EXTRACTED DATA:

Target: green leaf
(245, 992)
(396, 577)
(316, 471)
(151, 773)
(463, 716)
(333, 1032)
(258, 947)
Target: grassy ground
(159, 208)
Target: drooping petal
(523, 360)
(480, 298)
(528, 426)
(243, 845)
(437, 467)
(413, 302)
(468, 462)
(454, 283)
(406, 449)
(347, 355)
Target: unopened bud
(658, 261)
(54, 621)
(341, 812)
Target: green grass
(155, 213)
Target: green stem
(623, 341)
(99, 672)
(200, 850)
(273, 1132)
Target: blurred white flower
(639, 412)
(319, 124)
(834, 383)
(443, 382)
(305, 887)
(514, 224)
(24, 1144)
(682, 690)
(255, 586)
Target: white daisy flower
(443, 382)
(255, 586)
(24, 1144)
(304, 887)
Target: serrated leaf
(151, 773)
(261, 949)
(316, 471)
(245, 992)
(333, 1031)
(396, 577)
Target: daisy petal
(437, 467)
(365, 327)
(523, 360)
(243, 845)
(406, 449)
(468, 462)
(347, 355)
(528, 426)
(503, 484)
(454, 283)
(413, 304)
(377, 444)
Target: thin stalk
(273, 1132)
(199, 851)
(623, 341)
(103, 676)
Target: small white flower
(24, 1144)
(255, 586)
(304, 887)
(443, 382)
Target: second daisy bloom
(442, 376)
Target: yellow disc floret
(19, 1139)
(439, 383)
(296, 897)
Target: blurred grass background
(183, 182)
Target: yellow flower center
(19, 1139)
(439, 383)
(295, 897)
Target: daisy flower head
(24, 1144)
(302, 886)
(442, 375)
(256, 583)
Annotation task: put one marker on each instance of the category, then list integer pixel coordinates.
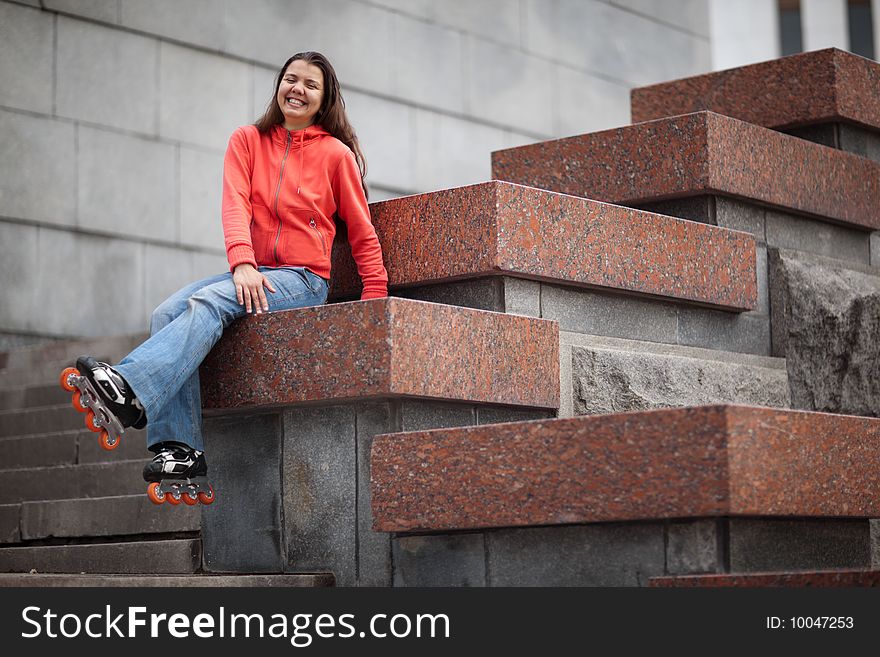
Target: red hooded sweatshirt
(281, 191)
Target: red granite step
(384, 348)
(820, 578)
(497, 228)
(811, 88)
(702, 153)
(698, 462)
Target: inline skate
(105, 398)
(177, 474)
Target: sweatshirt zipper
(277, 194)
(320, 234)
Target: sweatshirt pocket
(321, 240)
(262, 233)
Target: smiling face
(300, 94)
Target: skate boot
(177, 473)
(105, 398)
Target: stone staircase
(601, 368)
(68, 506)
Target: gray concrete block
(599, 313)
(416, 48)
(22, 422)
(242, 530)
(72, 481)
(694, 546)
(201, 182)
(451, 152)
(23, 397)
(106, 11)
(168, 557)
(105, 516)
(614, 381)
(496, 414)
(521, 296)
(38, 170)
(139, 199)
(511, 86)
(373, 548)
(18, 253)
(653, 52)
(165, 581)
(826, 316)
(588, 103)
(95, 68)
(269, 31)
(480, 293)
(364, 56)
(39, 451)
(320, 491)
(860, 141)
(766, 545)
(715, 329)
(26, 65)
(619, 554)
(199, 22)
(264, 89)
(132, 447)
(691, 15)
(874, 530)
(208, 264)
(380, 122)
(826, 134)
(739, 215)
(694, 208)
(786, 231)
(498, 20)
(166, 270)
(114, 307)
(440, 560)
(202, 97)
(9, 523)
(417, 415)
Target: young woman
(284, 180)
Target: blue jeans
(163, 372)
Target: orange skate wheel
(91, 422)
(207, 497)
(104, 441)
(153, 493)
(64, 375)
(76, 402)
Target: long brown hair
(331, 116)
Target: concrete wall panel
(106, 11)
(428, 59)
(201, 182)
(37, 169)
(26, 64)
(203, 97)
(199, 22)
(508, 86)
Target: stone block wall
(115, 116)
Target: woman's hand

STATED PROBLEM:
Copy the records from the line containing "Target: orange skate wheel" up to and including the last line of the records. Multiply every coordinate value by 0.95 and round to the nearest whole number, rounding halves up, and keep all other text unchanged.

SOLUTION TO THE PROBLEM:
Target: orange skate wheel
(86, 401)
(197, 472)
(99, 419)
(145, 468)
(61, 356)
(72, 382)
Target: long brown hair
(314, 110)
Target: concrete wall panel
(101, 10)
(407, 56)
(191, 173)
(35, 161)
(25, 61)
(193, 92)
(189, 21)
(483, 82)
Target: stone block wall
(109, 110)
Target: woman's hand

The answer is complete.